Can you continue the Kronos overview below, picking up right after its last sentence?

▸ PAGE EXCERPT
*** Block opens ***

Kronos is a distributed system built on a simple observation: the best ideas don't arrive on schedule. They arrive in fragments, across years, and the infrastructure that holds them must be patient enough to wait and precise enough to remember.
This is not a startup. It is not a product pitch. It is a living architecture — services, protocols, and servers that run continuously, each one a small machine doing one thing well, all of them connected by signed cryptographic beacons that say: I am here. I am alive. This is what I do.
Defined space produces more than infinite space. Constraints are not limitations — they are permissions to fill every corner.
A system that can be still without dying is stronger than one that must constantly signal. Presence is the deepest primitive.
No single root. No single point of failure. Ideas and data spread laterally, like roots under soil, connecting where they choose.

*** Block closes ***

▸ THE DATA
*** Block opens ***

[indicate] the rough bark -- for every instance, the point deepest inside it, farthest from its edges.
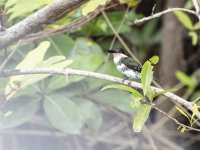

*** Block closes ***

▸ RESULT OF THIS TASK
Every service broadcasts a signed identity beacon. The Keeper collects them all. When you need something, you don't search — you tug the string.
Hot processing and cold presence. One machine thinks. Another remembers. They couple through a shared frequency, not a shared dependency.
Two servers. Two continents. Two domain families. London runs the hot substrate — AI, treasury, proofs, analytics. Amsterdam runs the cold substrate — the keeper, the registry, the earth that holds roots.
Every service has an Ed25519 identity, a room number in the convergence lattice, and a beacon that fires every five minutes. The Keeper sees them all.